● **Given problem**: The records that follow should be retyped word for word.

[Coordinate annotation entries]
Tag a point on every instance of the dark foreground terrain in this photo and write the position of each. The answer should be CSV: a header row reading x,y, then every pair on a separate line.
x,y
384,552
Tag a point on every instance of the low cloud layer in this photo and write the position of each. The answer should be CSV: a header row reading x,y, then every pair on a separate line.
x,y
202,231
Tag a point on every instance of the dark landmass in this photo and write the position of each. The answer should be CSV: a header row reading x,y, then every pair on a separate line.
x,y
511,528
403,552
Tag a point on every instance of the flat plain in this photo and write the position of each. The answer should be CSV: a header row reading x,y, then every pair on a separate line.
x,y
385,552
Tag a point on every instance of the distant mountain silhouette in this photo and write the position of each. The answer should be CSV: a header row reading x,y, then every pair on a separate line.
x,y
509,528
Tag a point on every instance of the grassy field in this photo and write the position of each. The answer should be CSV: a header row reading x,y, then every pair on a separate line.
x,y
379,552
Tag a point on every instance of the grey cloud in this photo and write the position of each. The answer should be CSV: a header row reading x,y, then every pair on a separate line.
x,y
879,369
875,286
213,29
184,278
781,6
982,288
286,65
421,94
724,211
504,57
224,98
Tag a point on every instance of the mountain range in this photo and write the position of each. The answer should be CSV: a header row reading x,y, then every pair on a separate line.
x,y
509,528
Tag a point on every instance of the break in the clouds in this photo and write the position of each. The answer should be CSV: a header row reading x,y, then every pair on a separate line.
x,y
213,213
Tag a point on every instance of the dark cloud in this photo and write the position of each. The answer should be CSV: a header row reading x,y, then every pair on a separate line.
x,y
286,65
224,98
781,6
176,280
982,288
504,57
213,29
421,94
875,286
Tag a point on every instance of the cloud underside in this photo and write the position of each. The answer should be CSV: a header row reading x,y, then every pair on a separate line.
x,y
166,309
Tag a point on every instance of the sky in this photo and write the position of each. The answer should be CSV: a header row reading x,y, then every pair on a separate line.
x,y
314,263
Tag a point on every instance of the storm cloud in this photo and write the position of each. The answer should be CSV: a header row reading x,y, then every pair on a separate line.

● **Written solution**:
Tag a point on every instance of the dark foreground terrain in this photo and write the position of each. The answer should be CSV: a header row reading x,y, then every pair on a separate line.
x,y
384,552
Tag a point on every instance of the low cloud layer in this photo and write the position of each. The answer should be CSV: a header row reading x,y, then every pair on a separate line.
x,y
202,231
Tag a point on every instance of the dark landmass in this photo and write the position of each. The answer should be CSV: a header row reading x,y, then every pair on a separate line.
x,y
511,528
403,552
Tag a point on every instance of the flat plain in this photo and write the position of each. The answer should be CSV: a header row reading x,y, then every pair on a separate line.
x,y
385,552
Tag a point on every instance of the distant mountain silhouette in this photo and write the position of each. The answer should be CSV: a header row reading x,y, then every pair on a separate line.
x,y
509,528
Tag a point on every instance of the grassy field in this photo and write the position of each. The answer should be CSV: a header row reading x,y, then every pair on a separate line.
x,y
379,552
Tag a point on every instance of the grey cloud in this photo and write the position of each. The answer should be CSV: a header row reading x,y, then every pair on a separate line.
x,y
879,369
875,286
213,29
184,278
781,6
982,288
286,65
421,94
724,211
504,57
224,98
Tag a point on every instance of the mountain range in this photo and write the position of each. The answer should be CSV: a header row reading x,y, then every pair on a separate line.
x,y
509,528
Tag a point on every instance of the break in the clouds in this photo and write the position of each. The answer should be CSV: a header row reading x,y, then every pair on a separate line.
x,y
213,213
Tag a point on every instance of the dark cloud in this photo and write the position of each. The answer should be CSV: a header row reading x,y, then every pair on a separate line.
x,y
286,65
224,98
781,6
176,280
982,288
504,57
213,29
421,94
875,286
Tag a point on every instance of the cloud underside in this photo and write the position of each. The answer should be CSV: a header row reading x,y, then every pair on a separate line.
x,y
166,309
Tag a point on every instance of the sky in this photo and write the position of each. The answer should be CSV: a header row reading x,y, then every pair on a separate line.
x,y
314,263
Tag a point on every instance of the storm cloud in this photo and write the position of each. The answer should be CSV: a header row reading x,y, then every pair on a separate line.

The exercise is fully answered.